SUPPLIED MATERIAL START
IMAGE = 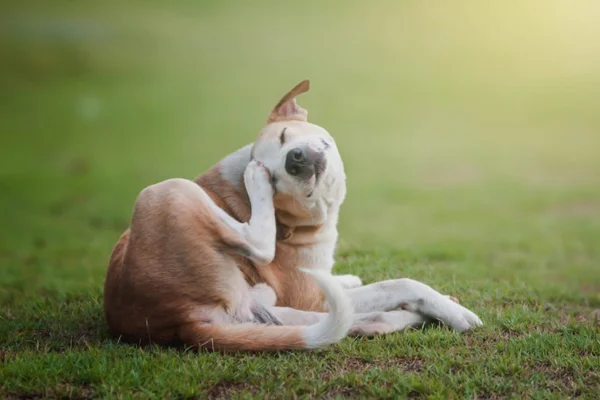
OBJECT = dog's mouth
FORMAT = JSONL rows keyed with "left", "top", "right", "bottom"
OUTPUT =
{"left": 314, "top": 157, "right": 326, "bottom": 184}
{"left": 306, "top": 158, "right": 326, "bottom": 198}
{"left": 270, "top": 174, "right": 279, "bottom": 192}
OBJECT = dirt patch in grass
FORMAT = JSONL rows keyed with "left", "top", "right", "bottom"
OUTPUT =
{"left": 316, "top": 356, "right": 425, "bottom": 398}
{"left": 469, "top": 392, "right": 518, "bottom": 400}
{"left": 543, "top": 303, "right": 600, "bottom": 327}
{"left": 206, "top": 381, "right": 258, "bottom": 400}
{"left": 322, "top": 387, "right": 424, "bottom": 400}
{"left": 5, "top": 383, "right": 94, "bottom": 400}
{"left": 322, "top": 386, "right": 369, "bottom": 400}
{"left": 322, "top": 355, "right": 424, "bottom": 379}
{"left": 322, "top": 384, "right": 423, "bottom": 400}
{"left": 530, "top": 361, "right": 600, "bottom": 396}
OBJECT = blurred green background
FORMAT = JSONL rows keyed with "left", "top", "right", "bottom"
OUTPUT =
{"left": 1, "top": 1, "right": 600, "bottom": 398}
{"left": 1, "top": 0, "right": 599, "bottom": 312}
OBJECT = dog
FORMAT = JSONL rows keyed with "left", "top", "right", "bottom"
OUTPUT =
{"left": 103, "top": 80, "right": 482, "bottom": 352}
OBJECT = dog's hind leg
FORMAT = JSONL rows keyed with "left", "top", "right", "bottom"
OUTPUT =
{"left": 268, "top": 307, "right": 428, "bottom": 336}
{"left": 345, "top": 279, "right": 483, "bottom": 332}
{"left": 350, "top": 311, "right": 428, "bottom": 336}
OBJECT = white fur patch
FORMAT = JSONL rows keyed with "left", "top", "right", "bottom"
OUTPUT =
{"left": 300, "top": 269, "right": 353, "bottom": 348}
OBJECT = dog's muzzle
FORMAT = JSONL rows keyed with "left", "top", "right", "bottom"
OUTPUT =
{"left": 285, "top": 147, "right": 326, "bottom": 182}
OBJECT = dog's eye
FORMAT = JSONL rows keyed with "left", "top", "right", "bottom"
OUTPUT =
{"left": 321, "top": 139, "right": 330, "bottom": 149}
{"left": 279, "top": 128, "right": 287, "bottom": 145}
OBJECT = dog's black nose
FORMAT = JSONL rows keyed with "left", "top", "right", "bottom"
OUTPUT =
{"left": 285, "top": 148, "right": 307, "bottom": 176}
{"left": 285, "top": 147, "right": 326, "bottom": 181}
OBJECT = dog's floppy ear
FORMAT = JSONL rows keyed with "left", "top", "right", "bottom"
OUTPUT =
{"left": 267, "top": 79, "right": 310, "bottom": 123}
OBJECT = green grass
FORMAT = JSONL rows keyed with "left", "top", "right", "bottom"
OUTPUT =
{"left": 1, "top": 0, "right": 600, "bottom": 398}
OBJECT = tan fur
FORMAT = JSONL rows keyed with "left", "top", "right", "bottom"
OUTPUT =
{"left": 177, "top": 323, "right": 305, "bottom": 352}
{"left": 103, "top": 80, "right": 329, "bottom": 351}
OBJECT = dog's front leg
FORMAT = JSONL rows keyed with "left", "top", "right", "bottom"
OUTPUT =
{"left": 346, "top": 279, "right": 483, "bottom": 331}
{"left": 241, "top": 160, "right": 277, "bottom": 264}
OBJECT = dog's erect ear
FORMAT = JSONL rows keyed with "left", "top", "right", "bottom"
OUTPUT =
{"left": 267, "top": 79, "right": 310, "bottom": 123}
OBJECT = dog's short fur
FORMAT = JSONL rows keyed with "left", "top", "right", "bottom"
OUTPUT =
{"left": 103, "top": 80, "right": 482, "bottom": 352}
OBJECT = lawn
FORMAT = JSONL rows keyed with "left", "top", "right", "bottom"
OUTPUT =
{"left": 1, "top": 1, "right": 599, "bottom": 398}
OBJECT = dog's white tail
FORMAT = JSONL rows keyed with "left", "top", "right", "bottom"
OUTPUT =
{"left": 300, "top": 268, "right": 354, "bottom": 348}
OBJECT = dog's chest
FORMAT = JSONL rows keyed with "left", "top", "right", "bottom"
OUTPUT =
{"left": 275, "top": 271, "right": 327, "bottom": 311}
{"left": 270, "top": 238, "right": 336, "bottom": 311}
{"left": 276, "top": 223, "right": 337, "bottom": 270}
{"left": 236, "top": 236, "right": 336, "bottom": 311}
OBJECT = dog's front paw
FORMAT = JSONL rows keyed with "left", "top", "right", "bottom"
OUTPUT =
{"left": 243, "top": 160, "right": 276, "bottom": 265}
{"left": 443, "top": 301, "right": 483, "bottom": 332}
{"left": 244, "top": 160, "right": 273, "bottom": 200}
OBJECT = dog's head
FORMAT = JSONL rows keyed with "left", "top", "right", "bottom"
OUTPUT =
{"left": 251, "top": 80, "right": 346, "bottom": 225}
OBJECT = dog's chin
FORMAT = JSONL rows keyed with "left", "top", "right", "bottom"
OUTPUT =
{"left": 272, "top": 174, "right": 318, "bottom": 199}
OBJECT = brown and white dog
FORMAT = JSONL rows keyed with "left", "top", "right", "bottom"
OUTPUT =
{"left": 103, "top": 80, "right": 482, "bottom": 352}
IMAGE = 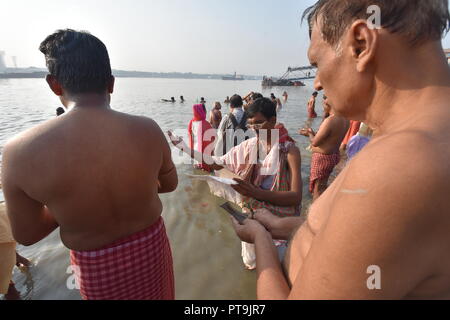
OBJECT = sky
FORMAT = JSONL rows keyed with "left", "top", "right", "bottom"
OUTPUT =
{"left": 1, "top": 0, "right": 449, "bottom": 77}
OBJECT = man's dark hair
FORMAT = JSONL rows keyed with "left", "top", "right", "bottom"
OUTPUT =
{"left": 252, "top": 93, "right": 264, "bottom": 100}
{"left": 313, "top": 91, "right": 319, "bottom": 97}
{"left": 246, "top": 98, "right": 277, "bottom": 120}
{"left": 56, "top": 107, "right": 65, "bottom": 116}
{"left": 303, "top": 0, "right": 450, "bottom": 46}
{"left": 230, "top": 94, "right": 243, "bottom": 108}
{"left": 39, "top": 29, "right": 112, "bottom": 95}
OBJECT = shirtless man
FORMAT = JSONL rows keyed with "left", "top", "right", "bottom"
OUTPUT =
{"left": 1, "top": 29, "right": 178, "bottom": 300}
{"left": 231, "top": 0, "right": 450, "bottom": 299}
{"left": 300, "top": 98, "right": 349, "bottom": 200}
{"left": 307, "top": 92, "right": 318, "bottom": 119}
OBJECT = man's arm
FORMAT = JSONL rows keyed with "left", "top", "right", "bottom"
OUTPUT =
{"left": 1, "top": 143, "right": 59, "bottom": 246}
{"left": 309, "top": 121, "right": 331, "bottom": 147}
{"left": 158, "top": 130, "right": 178, "bottom": 194}
{"left": 232, "top": 218, "right": 291, "bottom": 300}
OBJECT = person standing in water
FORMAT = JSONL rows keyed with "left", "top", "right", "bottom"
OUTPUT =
{"left": 209, "top": 102, "right": 223, "bottom": 129}
{"left": 300, "top": 97, "right": 349, "bottom": 201}
{"left": 1, "top": 29, "right": 177, "bottom": 300}
{"left": 307, "top": 91, "right": 318, "bottom": 119}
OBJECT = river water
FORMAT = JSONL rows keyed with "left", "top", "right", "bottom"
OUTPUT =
{"left": 0, "top": 77, "right": 325, "bottom": 300}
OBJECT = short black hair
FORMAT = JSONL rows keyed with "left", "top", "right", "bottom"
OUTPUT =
{"left": 252, "top": 93, "right": 264, "bottom": 100}
{"left": 230, "top": 94, "right": 243, "bottom": 108}
{"left": 313, "top": 91, "right": 318, "bottom": 97}
{"left": 246, "top": 98, "right": 277, "bottom": 120}
{"left": 56, "top": 107, "right": 65, "bottom": 116}
{"left": 39, "top": 29, "right": 112, "bottom": 95}
{"left": 303, "top": 0, "right": 450, "bottom": 47}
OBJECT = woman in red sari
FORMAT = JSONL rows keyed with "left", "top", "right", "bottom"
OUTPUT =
{"left": 188, "top": 104, "right": 215, "bottom": 172}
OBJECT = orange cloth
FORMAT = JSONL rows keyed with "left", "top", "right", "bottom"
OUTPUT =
{"left": 342, "top": 121, "right": 361, "bottom": 146}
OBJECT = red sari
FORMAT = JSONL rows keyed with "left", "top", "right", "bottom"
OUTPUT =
{"left": 188, "top": 104, "right": 215, "bottom": 172}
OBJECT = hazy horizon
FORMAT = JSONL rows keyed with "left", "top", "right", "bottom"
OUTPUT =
{"left": 1, "top": 0, "right": 449, "bottom": 77}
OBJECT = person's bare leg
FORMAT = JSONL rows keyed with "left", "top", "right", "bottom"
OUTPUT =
{"left": 313, "top": 178, "right": 329, "bottom": 201}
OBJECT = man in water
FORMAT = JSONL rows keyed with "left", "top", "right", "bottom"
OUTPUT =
{"left": 180, "top": 96, "right": 185, "bottom": 103}
{"left": 214, "top": 94, "right": 248, "bottom": 156}
{"left": 1, "top": 29, "right": 178, "bottom": 300}
{"left": 231, "top": 0, "right": 450, "bottom": 299}
{"left": 307, "top": 91, "right": 318, "bottom": 119}
{"left": 299, "top": 97, "right": 349, "bottom": 201}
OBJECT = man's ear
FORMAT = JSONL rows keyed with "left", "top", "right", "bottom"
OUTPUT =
{"left": 108, "top": 76, "right": 115, "bottom": 94}
{"left": 46, "top": 75, "right": 63, "bottom": 96}
{"left": 346, "top": 19, "right": 378, "bottom": 73}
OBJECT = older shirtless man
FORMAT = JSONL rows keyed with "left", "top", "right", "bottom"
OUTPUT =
{"left": 232, "top": 0, "right": 450, "bottom": 299}
{"left": 1, "top": 30, "right": 178, "bottom": 300}
{"left": 300, "top": 99, "right": 349, "bottom": 201}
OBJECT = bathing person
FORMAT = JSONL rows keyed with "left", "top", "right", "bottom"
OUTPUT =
SUPPLIED MATERIAL END
● **EXERCISE**: How many lines of the data above include the word "sari"? Only that number should be returned.

● **SOLVED EXERCISE**: 2